What is expected —
An exact copy of the data below is required; return it in full.

Supplied information —
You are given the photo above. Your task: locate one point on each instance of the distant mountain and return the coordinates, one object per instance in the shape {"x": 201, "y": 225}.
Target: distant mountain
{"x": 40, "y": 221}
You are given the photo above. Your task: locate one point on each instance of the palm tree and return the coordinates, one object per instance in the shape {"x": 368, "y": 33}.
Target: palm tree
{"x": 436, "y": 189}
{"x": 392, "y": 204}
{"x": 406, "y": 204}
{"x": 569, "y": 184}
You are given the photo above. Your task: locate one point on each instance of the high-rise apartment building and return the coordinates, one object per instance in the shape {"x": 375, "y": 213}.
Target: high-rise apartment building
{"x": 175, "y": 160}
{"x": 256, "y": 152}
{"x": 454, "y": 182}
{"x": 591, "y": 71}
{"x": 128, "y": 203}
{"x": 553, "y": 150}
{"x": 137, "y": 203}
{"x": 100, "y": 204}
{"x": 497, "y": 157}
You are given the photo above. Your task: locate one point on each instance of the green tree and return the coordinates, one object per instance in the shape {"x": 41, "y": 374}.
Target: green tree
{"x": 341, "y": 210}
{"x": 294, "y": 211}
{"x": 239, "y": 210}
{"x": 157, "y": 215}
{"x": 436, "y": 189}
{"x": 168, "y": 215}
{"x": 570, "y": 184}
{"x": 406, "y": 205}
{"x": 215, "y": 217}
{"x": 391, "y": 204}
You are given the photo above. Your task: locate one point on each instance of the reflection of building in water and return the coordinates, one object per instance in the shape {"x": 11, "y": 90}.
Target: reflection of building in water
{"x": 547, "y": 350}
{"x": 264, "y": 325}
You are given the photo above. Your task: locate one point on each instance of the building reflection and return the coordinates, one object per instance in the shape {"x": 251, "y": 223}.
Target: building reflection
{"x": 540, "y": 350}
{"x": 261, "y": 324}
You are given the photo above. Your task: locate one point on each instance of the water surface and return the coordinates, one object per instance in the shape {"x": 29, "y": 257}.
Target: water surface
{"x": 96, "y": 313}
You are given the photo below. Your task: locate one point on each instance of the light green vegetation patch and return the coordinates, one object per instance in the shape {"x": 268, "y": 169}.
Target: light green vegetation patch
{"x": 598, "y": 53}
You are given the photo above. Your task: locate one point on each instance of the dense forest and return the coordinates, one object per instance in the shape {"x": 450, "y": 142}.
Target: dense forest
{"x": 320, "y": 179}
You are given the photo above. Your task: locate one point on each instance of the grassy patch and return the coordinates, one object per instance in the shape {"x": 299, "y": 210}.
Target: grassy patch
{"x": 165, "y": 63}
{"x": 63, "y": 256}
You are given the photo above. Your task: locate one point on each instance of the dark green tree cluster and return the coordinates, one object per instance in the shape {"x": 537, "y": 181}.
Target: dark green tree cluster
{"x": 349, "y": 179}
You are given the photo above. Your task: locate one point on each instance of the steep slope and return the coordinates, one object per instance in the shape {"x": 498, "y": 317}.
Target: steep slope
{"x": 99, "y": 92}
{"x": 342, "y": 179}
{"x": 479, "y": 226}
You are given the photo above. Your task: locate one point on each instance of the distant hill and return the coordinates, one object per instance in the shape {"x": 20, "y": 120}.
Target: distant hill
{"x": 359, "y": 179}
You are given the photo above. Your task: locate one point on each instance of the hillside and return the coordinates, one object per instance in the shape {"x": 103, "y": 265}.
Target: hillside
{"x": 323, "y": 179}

Task solution —
You are given the photo above. Your task: locate one point on each instance of the distant mountain and return the coordinates, one object per instance in the shape {"x": 201, "y": 225}.
Target: distant mountain
{"x": 40, "y": 221}
You are given the photo above. Your task: locate one point on each instance of the palm tree and return the coordinates, one object per instance in the shape {"x": 368, "y": 33}.
Target: palm tree
{"x": 436, "y": 189}
{"x": 392, "y": 204}
{"x": 406, "y": 204}
{"x": 569, "y": 184}
You are given the photo above. Your task: locate one point on each instance of the high-rise apartment building and return the coordinates, one object per instance in the shape {"x": 375, "y": 213}.
Target: high-rise apartment building
{"x": 175, "y": 160}
{"x": 256, "y": 152}
{"x": 454, "y": 182}
{"x": 591, "y": 71}
{"x": 128, "y": 203}
{"x": 553, "y": 150}
{"x": 137, "y": 203}
{"x": 100, "y": 204}
{"x": 497, "y": 157}
You are given the photo above. Your task: locate one point on each instance of the green tree and return the coordinates, one object per instance in the shape {"x": 41, "y": 374}.
Target: green tree
{"x": 341, "y": 210}
{"x": 294, "y": 211}
{"x": 239, "y": 210}
{"x": 157, "y": 215}
{"x": 436, "y": 189}
{"x": 168, "y": 215}
{"x": 570, "y": 184}
{"x": 406, "y": 205}
{"x": 215, "y": 217}
{"x": 391, "y": 204}
You are given the photo above. Your task: locate one point on each instance of the reflection of building in water and return the coordinates, one object per instance in the shape {"x": 11, "y": 90}.
Target: reflection of building in water
{"x": 547, "y": 350}
{"x": 264, "y": 325}
You are given the photo above. Your task: locate one point on each instance of the building reflection and return the coordinates, one object per instance in the shape {"x": 251, "y": 223}.
Target: building reflection
{"x": 540, "y": 350}
{"x": 261, "y": 324}
You are given the photo above. Your task: locate one point on each instance of the water surface and return the coordinates, one object per instance in the shape {"x": 29, "y": 257}.
Target: water surface
{"x": 96, "y": 313}
You are given the photo below. Your task: locate one point on each instance of the light green vegetation patch and return the coordinates, one object per instance in the shape {"x": 268, "y": 169}.
Target: light green vegetation patch
{"x": 598, "y": 53}
You are given the photo above. Your task: locate one point on each instance of the dense forest and return the coordinates, one object per instance in the shape {"x": 450, "y": 142}.
Target: dense forest
{"x": 320, "y": 179}
You are given the photo above. Your task: locate one point on each instance of the grassy patch and return the coordinates, one object per instance in the shape {"x": 299, "y": 210}.
Target: grassy patch
{"x": 165, "y": 63}
{"x": 63, "y": 256}
You are given the photo above. Your task: locate one point on each instance of the dark green tree cluster and return the coordinates, one object per instance in the shape {"x": 537, "y": 181}.
Target: dark green tree cluster
{"x": 349, "y": 179}
You are given the photo above. Your task: locate one point on each instance of the steep slope and return the coordinates, one object per instance in the shape {"x": 498, "y": 317}.
Target: steep slope
{"x": 99, "y": 92}
{"x": 342, "y": 179}
{"x": 479, "y": 226}
You are given the photo above. Your task: locate one point on each instance of the distant hill and return the coordinates, one object per instance in the shape {"x": 20, "y": 120}.
Target: distant hill
{"x": 359, "y": 179}
You are given the photo above. Your task: locate one point on each instance of the hillside and return the coordinates, one object per instance in the shape {"x": 103, "y": 265}.
Target: hillside
{"x": 323, "y": 179}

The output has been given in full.